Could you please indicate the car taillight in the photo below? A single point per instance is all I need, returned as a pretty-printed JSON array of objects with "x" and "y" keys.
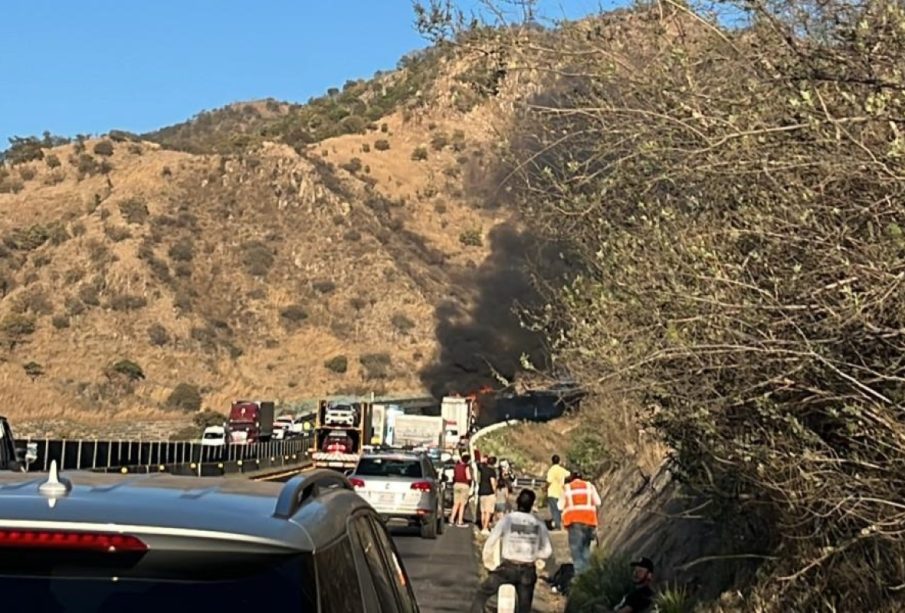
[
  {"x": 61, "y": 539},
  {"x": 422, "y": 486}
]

------------------------------------

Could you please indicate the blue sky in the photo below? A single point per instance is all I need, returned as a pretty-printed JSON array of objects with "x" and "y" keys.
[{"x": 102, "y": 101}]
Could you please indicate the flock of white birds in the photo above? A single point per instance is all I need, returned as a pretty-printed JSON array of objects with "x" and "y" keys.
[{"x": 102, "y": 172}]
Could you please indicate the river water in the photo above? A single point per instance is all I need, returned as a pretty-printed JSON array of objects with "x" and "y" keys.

------------------------------------

Work instructions: Could you return exactly the stretch of the data above that starts at the line with "Could you please indicate the flock" and ends at the line with "Could you please indicate the river", both lines included?

Solution for this task:
Could you please indicate the flock of white birds in the photo above? A single point per instance is all I need, returned as a pretty-printed JSON array of objects with "x" and "y" keys.
[{"x": 102, "y": 172}]
Could you please indicate the river water in the photo above? A single point per instance is all I need, returned as a pretty-printed JSON array of objects with "x" and "y" keys.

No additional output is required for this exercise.